The task.
Copy every line of the following rows verbatim.

[Start of Task data]

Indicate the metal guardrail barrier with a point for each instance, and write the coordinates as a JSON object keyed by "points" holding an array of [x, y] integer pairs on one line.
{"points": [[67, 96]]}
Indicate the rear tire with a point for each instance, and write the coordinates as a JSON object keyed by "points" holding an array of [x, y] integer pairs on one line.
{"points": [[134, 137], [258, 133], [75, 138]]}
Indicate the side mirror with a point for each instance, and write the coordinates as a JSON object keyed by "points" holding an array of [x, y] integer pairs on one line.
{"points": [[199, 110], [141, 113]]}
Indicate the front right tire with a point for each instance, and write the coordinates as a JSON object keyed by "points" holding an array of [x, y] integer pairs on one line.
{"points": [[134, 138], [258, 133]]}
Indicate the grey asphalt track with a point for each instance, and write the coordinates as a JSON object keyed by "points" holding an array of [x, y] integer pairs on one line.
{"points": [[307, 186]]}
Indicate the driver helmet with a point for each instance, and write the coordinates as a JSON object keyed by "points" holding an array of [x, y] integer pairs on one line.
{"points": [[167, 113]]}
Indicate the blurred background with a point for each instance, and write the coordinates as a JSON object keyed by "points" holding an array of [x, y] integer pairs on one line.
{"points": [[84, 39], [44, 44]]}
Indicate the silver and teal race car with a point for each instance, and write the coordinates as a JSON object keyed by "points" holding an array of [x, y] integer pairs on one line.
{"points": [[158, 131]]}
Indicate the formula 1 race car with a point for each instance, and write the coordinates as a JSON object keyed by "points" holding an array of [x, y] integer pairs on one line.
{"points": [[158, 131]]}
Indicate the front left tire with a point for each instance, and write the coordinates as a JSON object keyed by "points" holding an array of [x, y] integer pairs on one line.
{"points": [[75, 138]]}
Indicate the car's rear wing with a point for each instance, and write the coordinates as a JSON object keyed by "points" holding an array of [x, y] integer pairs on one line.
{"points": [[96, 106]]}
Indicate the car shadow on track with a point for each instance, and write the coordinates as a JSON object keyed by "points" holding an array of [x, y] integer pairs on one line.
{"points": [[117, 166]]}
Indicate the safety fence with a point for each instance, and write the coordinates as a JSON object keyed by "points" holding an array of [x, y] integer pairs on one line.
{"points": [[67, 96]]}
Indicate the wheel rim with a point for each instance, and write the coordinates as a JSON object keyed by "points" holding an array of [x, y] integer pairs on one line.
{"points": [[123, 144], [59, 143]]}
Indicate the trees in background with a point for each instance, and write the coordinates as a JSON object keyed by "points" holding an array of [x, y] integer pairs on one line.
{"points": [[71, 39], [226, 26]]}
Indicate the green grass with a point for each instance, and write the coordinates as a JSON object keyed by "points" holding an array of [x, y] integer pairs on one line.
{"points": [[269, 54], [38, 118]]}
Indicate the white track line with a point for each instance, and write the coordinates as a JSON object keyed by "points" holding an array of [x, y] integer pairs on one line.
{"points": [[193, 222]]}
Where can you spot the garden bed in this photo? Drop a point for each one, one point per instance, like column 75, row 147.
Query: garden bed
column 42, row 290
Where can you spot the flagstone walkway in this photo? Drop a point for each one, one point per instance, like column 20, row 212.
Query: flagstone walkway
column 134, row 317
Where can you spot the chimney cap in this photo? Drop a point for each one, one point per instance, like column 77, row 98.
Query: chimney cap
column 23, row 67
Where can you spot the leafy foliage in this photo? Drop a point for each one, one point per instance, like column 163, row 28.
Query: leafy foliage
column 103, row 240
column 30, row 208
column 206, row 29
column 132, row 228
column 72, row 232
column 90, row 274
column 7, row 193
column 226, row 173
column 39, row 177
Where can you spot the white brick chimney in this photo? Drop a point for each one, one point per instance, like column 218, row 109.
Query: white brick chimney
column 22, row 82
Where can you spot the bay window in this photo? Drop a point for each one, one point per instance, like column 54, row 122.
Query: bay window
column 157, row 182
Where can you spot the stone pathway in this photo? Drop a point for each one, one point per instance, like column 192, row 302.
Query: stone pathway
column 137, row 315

[End of Task data]

Written reply.
Indicate the metal guardrail barrier with a point for each instance, and write the coordinates as a JSON object keyed by "points" holding an array of [x, y] integer pairs on one line.
{"points": [[67, 96]]}
Indicate the rear tire with a point for each instance, and write the coordinates as a JSON object keyed by "points" holding an array of [x, y] integer pairs on one line.
{"points": [[134, 137], [258, 133], [75, 138]]}
Indicate the side mirror with a point for each instance, and write the coordinates as a JSON object keyed by "points" holding an array of [x, y] integer pairs on one line.
{"points": [[199, 110], [141, 113]]}
Indicate the front right tire with a point for each instance, and write the coordinates as a JSON object keyed by "points" holding an array of [x, y] integer pairs on one line.
{"points": [[134, 138], [258, 133]]}
Indicate the grey asphalt track with a point for each instance, and write the coordinates as a JSON object keyed by "points" holding an array of [x, y] integer pairs on one line.
{"points": [[307, 186]]}
Indicate the driver helmet with a point for each instance, and write the coordinates as a JSON object keyed by "points" holding an array of [x, y] integer pairs on one line.
{"points": [[167, 113]]}
Indicate the blurred background with a point for each instance, and write the coordinates as a JSON object keyed by "points" holding an array of [x, y] integer pairs on one line.
{"points": [[84, 39], [44, 44]]}
Indicate the silver and teal race car with a point for each instance, and write the coordinates as a JSON object keyed by "points" holding an array of [x, y] integer pairs on one line.
{"points": [[158, 131]]}
Indicate the formula 1 race car with a point for each instance, and write the coordinates as a JSON object keyed by "points" holding an array of [x, y] integer pairs on one line.
{"points": [[158, 131]]}
Indicate the front left tire with a point for each instance, and write the coordinates as a JSON object keyed by "points" holding an array of [x, y] integer pairs on one line.
{"points": [[75, 138]]}
Indicate the car's rear wing with a point for each instance, and write the coordinates as a JSON object keyed by "points" holding an array of [x, y] integer pairs on one line.
{"points": [[96, 106]]}
Indicate the car shadow on track with a point for each instance, and write the coordinates as a JSON object keyed by "points" holding an array of [x, y] integer pairs on one line.
{"points": [[117, 166]]}
Indicate the safety fence with a point for each instance, and write the coordinates as a JSON object keyed by "points" holding an array of [x, y] integer pairs on one line.
{"points": [[67, 96]]}
Indicate the wheel rim with a point for each instance, and write the coordinates as a JSON object keyed by "points" holding an array of [x, y] integer pairs on one line.
{"points": [[123, 144], [59, 143]]}
Indicate the trees in background with a point for each instance, and write the coordinates as a JSON object keyed by "points" holding an array of [x, y] integer pairs on one line.
{"points": [[71, 39], [226, 26]]}
Indicate the green grass with a point for each instance, and write the coordinates as a JSON object keyed by "points" holding an array of [x, y] integer pairs on one line.
{"points": [[269, 54], [38, 118]]}
Indicate the white track line with a point for each instance, and write the coordinates as a JSON object keyed by "points" holding an array of [x, y] integer pairs on one line.
{"points": [[193, 222]]}
Where can you spot the garden bed in this photo? Drop a point for each one, one point per instance, like column 75, row 147.
Query: garden bed
column 42, row 290
Where can you spot the flagstone walkway in this photo? Drop a point for each one, one point per instance, like column 20, row 212.
Query: flagstone walkway
column 134, row 317
Where can you spot the chimney cap in this photo? Drop a point for each one, one point per instance, like column 77, row 98.
Query: chimney cap
column 23, row 67
Where can you spot the leafy foliage in this photo? Drop a point for each one, one point per instance, like column 163, row 28.
Query: leafy foliage
column 103, row 240
column 30, row 208
column 206, row 29
column 132, row 228
column 72, row 232
column 90, row 274
column 7, row 193
column 226, row 173
column 39, row 177
Where can you spot the white brick chimney in this photo? Drop a point for each one, one point per instance, like column 218, row 109.
Query: white brick chimney
column 22, row 82
Where can you spot the bay window in this photo? Drop a point for each one, one point per instance, like column 54, row 122.
Query: bay window
column 157, row 182
Where can you spot the stone pathway in this photo? Drop a point for each one, one point per instance, like column 192, row 302.
Query: stone pathway
column 137, row 315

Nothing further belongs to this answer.